# [WRITTEN PROBLEM]
Each entry has to be copied exactly, with nothing missed.
§ §
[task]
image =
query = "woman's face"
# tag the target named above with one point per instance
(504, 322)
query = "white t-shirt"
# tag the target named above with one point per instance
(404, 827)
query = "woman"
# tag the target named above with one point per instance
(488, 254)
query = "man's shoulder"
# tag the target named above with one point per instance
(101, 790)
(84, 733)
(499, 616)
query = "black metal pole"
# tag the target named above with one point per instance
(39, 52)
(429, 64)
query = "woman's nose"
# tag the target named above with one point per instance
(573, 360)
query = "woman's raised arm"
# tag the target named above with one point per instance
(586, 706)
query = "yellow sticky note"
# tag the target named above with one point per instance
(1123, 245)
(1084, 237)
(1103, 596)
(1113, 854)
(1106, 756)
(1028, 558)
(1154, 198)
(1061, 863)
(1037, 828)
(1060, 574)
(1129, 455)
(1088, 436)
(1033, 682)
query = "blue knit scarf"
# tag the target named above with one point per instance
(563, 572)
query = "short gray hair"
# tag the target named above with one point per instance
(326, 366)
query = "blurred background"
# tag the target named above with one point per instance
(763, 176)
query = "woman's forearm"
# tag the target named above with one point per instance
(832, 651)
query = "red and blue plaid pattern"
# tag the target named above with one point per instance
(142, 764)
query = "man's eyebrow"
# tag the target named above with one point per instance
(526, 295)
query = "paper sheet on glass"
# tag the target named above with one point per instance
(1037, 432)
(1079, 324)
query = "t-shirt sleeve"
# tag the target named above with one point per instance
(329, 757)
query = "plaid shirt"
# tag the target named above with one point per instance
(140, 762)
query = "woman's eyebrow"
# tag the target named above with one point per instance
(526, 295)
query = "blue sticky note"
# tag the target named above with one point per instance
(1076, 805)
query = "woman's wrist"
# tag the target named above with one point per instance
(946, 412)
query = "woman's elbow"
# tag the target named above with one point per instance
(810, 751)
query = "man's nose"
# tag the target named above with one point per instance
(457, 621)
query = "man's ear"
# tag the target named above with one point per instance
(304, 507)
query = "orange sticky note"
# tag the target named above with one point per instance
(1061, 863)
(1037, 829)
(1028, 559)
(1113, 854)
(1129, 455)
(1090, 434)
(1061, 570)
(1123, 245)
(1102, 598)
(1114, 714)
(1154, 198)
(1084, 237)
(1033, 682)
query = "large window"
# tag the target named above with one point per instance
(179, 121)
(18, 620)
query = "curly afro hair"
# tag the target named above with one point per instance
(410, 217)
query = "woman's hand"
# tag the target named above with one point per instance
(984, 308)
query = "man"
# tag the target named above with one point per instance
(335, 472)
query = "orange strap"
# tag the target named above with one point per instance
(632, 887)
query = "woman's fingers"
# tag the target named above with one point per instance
§ §
# [SOLUTION TO THE EXERCISE]
[task]
image =
query = "woman's face"
# tag the target named above with one point per instance
(504, 322)
query = "white t-shirt"
# tag the target named above with one point per instance
(404, 827)
query = "woman"
# tag the target named above with one point per instance
(488, 254)
query = "man's shoulder"
# tag the target named above with one point per instance
(101, 790)
(84, 733)
(499, 616)
query = "black metal pole"
# tag the target named above with one point per instance
(39, 52)
(429, 64)
query = "woman's nose"
# tag the target named above with one point per instance
(573, 360)
query = "woman's raised arm"
# tag the target named above with one point per instance
(586, 706)
query = "yellow sticky note"
# tag the target named above with one point per instance
(1123, 245)
(1084, 237)
(1103, 596)
(1113, 854)
(1106, 756)
(1028, 558)
(1154, 198)
(1061, 863)
(1037, 828)
(1060, 574)
(1129, 455)
(1088, 436)
(1033, 682)
query = "blue knit scarf"
# tag the target named above with one point per instance
(563, 572)
query = "short gray hair"
# tag the target named above with one point per instance
(326, 366)
query = "blurred background"
# tag the target named above with one point per instance
(763, 176)
query = "woman's forearm"
# tag the target named above with one point per instance
(832, 651)
query = "red and blue plaid pattern"
# tag the target named above with one point per instance
(142, 764)
query = "man's eyebrow"
# tag the target named above with one point per instance
(526, 295)
query = "paper sheet on glass"
# tag the target named above with one point per instance
(1037, 432)
(1079, 324)
query = "t-shirt sleeve"
# tag the target named above with one point per instance
(329, 757)
query = "plaid shirt"
# tag the target named above with one point per instance
(140, 762)
query = "woman's eyebrow"
# tag the target named above with one point per instance
(526, 295)
query = "blue sticky note"
# tag the target named above with one point per instance
(1076, 805)
query = "woman's wrist"
# tag the target named above with one point per instance
(946, 412)
query = "woman's elbow"
# tag the target named above with one point per instance
(810, 751)
query = "man's nose"
# tag the target named above with one point per instance
(457, 621)
query = "man's ear"
# tag the target named above with one point per instance
(304, 507)
query = "orange sticky note"
# tag the target named above with one point per instance
(1061, 863)
(1037, 829)
(1028, 559)
(1113, 854)
(1129, 455)
(1090, 434)
(1061, 570)
(1123, 245)
(1102, 598)
(1114, 714)
(1154, 198)
(1084, 237)
(1033, 682)
query = "large window"
# tag the target named above with one point per instance
(179, 121)
(18, 620)
query = "curly afro hair"
# tag the target named above with one point per instance
(410, 217)
query = "woman's hand"
# tag the target named above with one point per instance
(984, 308)
query = "man"
# tag the target named above with one point per instance
(335, 472)
query = "orange strap"
# tag the target named above with one point per instance
(632, 887)
query = "woman's fingers"
# tag the target named above with one point per instance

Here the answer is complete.